会期:2024年4月24日(水)~9月1日(日)

シアスター・ゲイツ(1973年シカゴ生まれ)は、米国シカゴのサウス・サイド地区を拠点とし、彫刻と陶芸作品を中心に、建築、音楽、パフォーマンス、ファッション、デザインなど、メディアやジャンルを横断する活動で国際的に高く評価されています。彫刻と都市計画の教育を受けたゲイツは2004年、愛知県常滑市で陶芸を学ぶために初来日し、以来20年以上にわたり、陶芸をはじめとする日本文化の影響を受けてきました。日本やアジア太平洋地域での印象深い出会いや発見、そして米国ミシシッピとシカゴにルーツを持つアフリカ系アメリカ人として生きてきた経験が、彼の創作の礎となっています。アーティストとして文化的ハイブリディティ(混合性)を探求してきたゲイツは、アメリカの公民権運動(1954-1968年)の一翼を担ったスローガン「ブラック・イズ・ビューティフル」と日本の「民藝運動」の哲学とを融合した、独自の美学を表す「アフロ民藝」という言葉を生み出しました。ゲイツの日本初、そしてアジア最大規模の個展となる本展は「神聖な空間」「ブラック・ライブラリー&ブラック・スペース」「ブラックネス」「年表」「アフロ民藝」の各セクションで構成され、これまでの代表作のみならず、本展のための新作を含む日本文化と関係の深い作品などを紹介します。
これまで多数派の声のみが取り上げられてきたことが問い直され、視点の多様化が求められる昨今、グローバルなアートシーンでは、第一線で活躍する黒人アーティストたちの表現に見られる多層的な経験が注目されています。黒人の歴史は、日本人の一般的な知識としては馴染みが薄いかもしれませんが、本展はゲイツの多角的な実践を通し、世界で注目を集め続けるブラック・アートの魅力に迫ります。同時に、手仕事への称賛、人種と政治への問い、文化の新たな融合などを謳う現代アートの意義を実感する機会となるでしょう。

森美術館


先日世田谷美術館で行われていた「民藝展」にも行ったが、それと何らかの関わりや共通項はあるのだろうか。

「アフロ民藝」とはなんぞや?
いざ森美術館へ。


いつもは展覧会の大きなバナーがかかっている入り口横壁面だが、今回は何も掲示せずに照明だけ当てている。
こんなの初めて見たかも。
片方だけに照明を当てているというのもやはりそこに何らかのメッセージが込められているのだろうか。


会場入り口には木喰上人の木彫が。

▸ 求められる内容
ゲイツ展の鑑賞記を、最後の文に続けて書き進めてください。 このあとのデータは、ゲイツ展の鑑賞記とは別の出典によるものです。

▸ 元データ
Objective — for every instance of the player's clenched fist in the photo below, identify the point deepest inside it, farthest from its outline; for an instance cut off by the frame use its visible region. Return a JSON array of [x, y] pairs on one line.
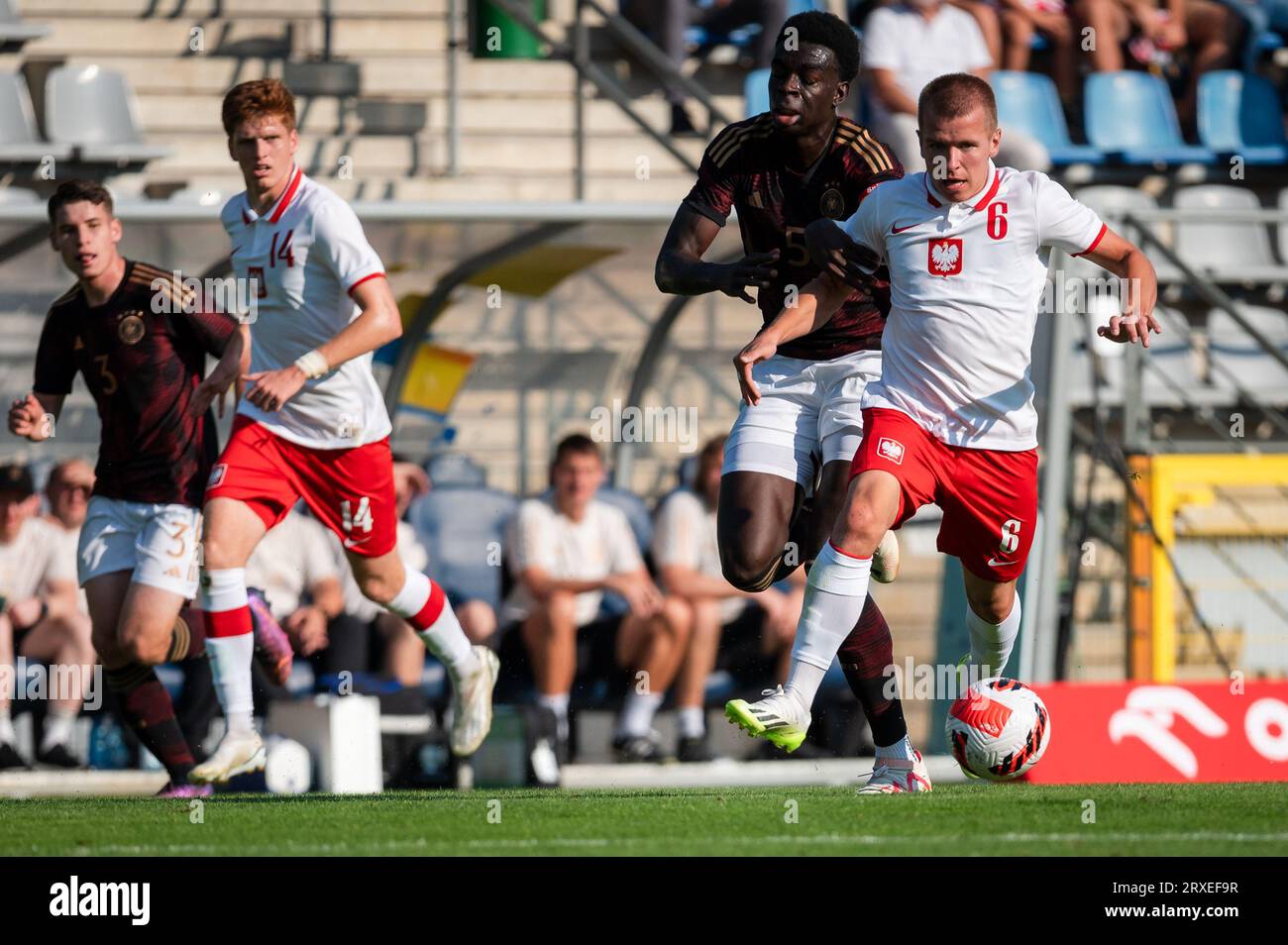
[[27, 419], [761, 348], [270, 389], [832, 250], [754, 269]]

▸ 課題への回答
本展の象徴的な作品としての位置付けだそうだ。
まるで表札のような、そんな印象を受けた。


会場に入ると「神聖な空間」と題されたスペースが広がる。
掛け軸や壺、自他作品が点在する部屋には煉瓦が敷き詰められている。
常滑産ということで自身の文脈にも関係しているようだ。

お香のいい香りが会場に漂う
《人型1》


自身のルーツを辿る作品。
音を固定するために鍵盤に串がぶっ刺してあった。

《ヘブンリー・コード》
ぶっ刺さる串


自身の財団が管理するライブラリの再現。
さまざまな場所から引き継ぎ、公開してきたアーカイブが並ぶ。
これらは自由に読むことができる。
今回2万冊の本をシカゴから運んできたそうだ。

《ブラック・ライブラリー》


東京の景色を背景に「ジョンソン・パブリッシング・カンパニー」を再現。
ソファがありテーブルがあり、壁面には平面作品が掛けてあり、まるでリビングルームにいるようだ。

《ブラック・スペース》


ソファの脇には消防ホースを用いた作品。

《黒い縫い目の黄色いタペストリー》

デモを鎮圧する時に用いた高圧水の消防ホースを想起させる、とのことだが、正直解説なしにこの作品だけでそれを読み解くのは難しい。
作品表面だけ見ればそれこそ家のリビングに置かれているセンスの良い調度品のような印象。


ああそうか、この展覧会場は「」なんだ。
そう考えると、まず「玄関脇」には「表札」があった。
掛け軸や壺とともに素敵な香りで「応接間」に客人として迎え入れられた。
次の「部屋」ではオルガンでもてなされた。
そして「書斎」「リビングルーム」「シアタールーム」と続く。

この会場では一つ一つの作品がどうのこうのというよりも全体を大きなインスタレーションとして捉え、コンセプチュアルなメタファーを感じることが大切なのだ、きっと。


体育館の床が作品に。

《基本的なルール》

私にはジャクソン・ポロックのようにも見えた。
元々はアナログに描かれた床のラインが擦られ薄れ剥がれ削れる。
それをオールオーバーに再構築しているのが逆にデジタルっぽくも見えて面白いと思った。
意味は色々と考えてみるがどれが正解かはわからない。
解説によると、遊びやスポーツを通じて客観的思考や社会性を学ぶことができる場が徐々に失われている現状の批判、とのことだが、ホース作品と同じく解説なしにこの作品を初見でそこまで読み解くのは難しい。
言われればなるほど、とは思う。

だけどそれで良いのだ。

「家」に置かれた調度品はこれみよがしな主張をしない。
他人にとって意味や価値があるものではなく、ここには「家主」自身にとって意味があるものや大切なものが置かれているのだ。
私だってどこかへ行った思い出の品だったり、大切な人からもらった贈り物だったり、他人にとってはなんの意味も持たないが、私自身にとっては価値のある物をとりとめなく(しかし自分の感覚なりにバランスよく)飾る。

きっとそれと同じことなのだ。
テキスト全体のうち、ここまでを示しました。